- [Directions for this task] Rewrite the listing below, changing every "photo" to "image" and leaving all other text untouched. Leave the pictures out of your answer.

** start of Provided entries **

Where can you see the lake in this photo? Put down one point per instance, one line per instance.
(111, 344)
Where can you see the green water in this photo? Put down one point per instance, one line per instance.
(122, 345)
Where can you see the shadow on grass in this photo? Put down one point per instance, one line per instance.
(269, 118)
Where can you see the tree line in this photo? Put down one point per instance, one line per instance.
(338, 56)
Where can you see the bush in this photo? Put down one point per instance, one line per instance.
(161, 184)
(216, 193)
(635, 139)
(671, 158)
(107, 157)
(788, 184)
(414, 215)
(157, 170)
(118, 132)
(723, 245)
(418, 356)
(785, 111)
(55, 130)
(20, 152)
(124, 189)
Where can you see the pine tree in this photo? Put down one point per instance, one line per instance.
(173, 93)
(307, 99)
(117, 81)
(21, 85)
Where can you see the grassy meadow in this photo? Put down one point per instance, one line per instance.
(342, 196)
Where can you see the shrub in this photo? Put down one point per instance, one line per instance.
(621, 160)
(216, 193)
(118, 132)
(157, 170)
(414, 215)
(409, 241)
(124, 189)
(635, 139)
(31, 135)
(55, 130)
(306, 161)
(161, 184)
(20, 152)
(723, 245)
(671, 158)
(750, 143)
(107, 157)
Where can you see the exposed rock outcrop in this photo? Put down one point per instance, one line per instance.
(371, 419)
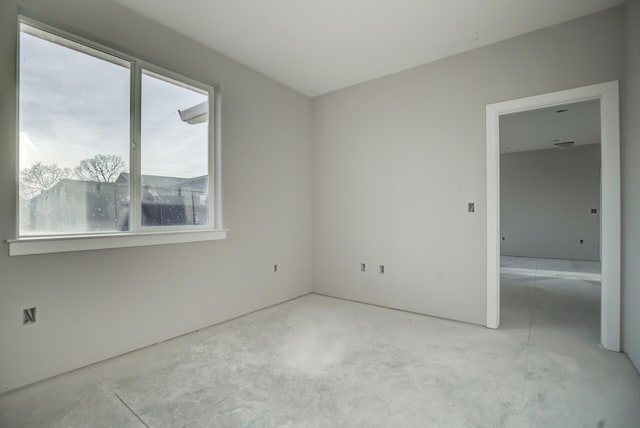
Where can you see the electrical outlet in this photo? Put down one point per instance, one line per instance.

** end of Provided entries **

- [Final result]
Where can you see the lake in this image? Put down one point per instance, one line per instance.
(111, 344)
Where can you see the green water in this image? Put down one point per instance, one line per instance.
(122, 345)
Where can you see the shadow on grass in this image? Put down one point per instance, one line per instance.
(269, 118)
Where can you see the tree line in this image? Put down one point per instance, one line per instance.
(338, 56)
Where can you see the bush in this image? Put down one point per instance, one line per instance.
(161, 184)
(216, 193)
(635, 139)
(671, 158)
(107, 157)
(788, 184)
(414, 215)
(157, 170)
(118, 132)
(723, 245)
(418, 356)
(785, 111)
(55, 130)
(20, 152)
(124, 189)
Where can you see the pine tree in this image? Put down one point per instance, one line per instance.
(173, 93)
(307, 99)
(117, 81)
(21, 85)
Where can you see the grassy meadow in this image? Put down one point per instance, one line per instance.
(342, 196)
Where can you see the shrub in this image? Put down one point per instance, one line per instance.
(621, 160)
(216, 193)
(118, 132)
(157, 170)
(414, 215)
(409, 241)
(124, 189)
(635, 139)
(31, 135)
(55, 130)
(306, 161)
(161, 184)
(20, 152)
(723, 245)
(671, 158)
(750, 143)
(107, 157)
Where can you see the exposed rock outcrop in this image? Put down one point per instance, one line per instance.
(371, 419)
Where can you see the electrical outlet in this image? Put down one point per instance, one line per instance.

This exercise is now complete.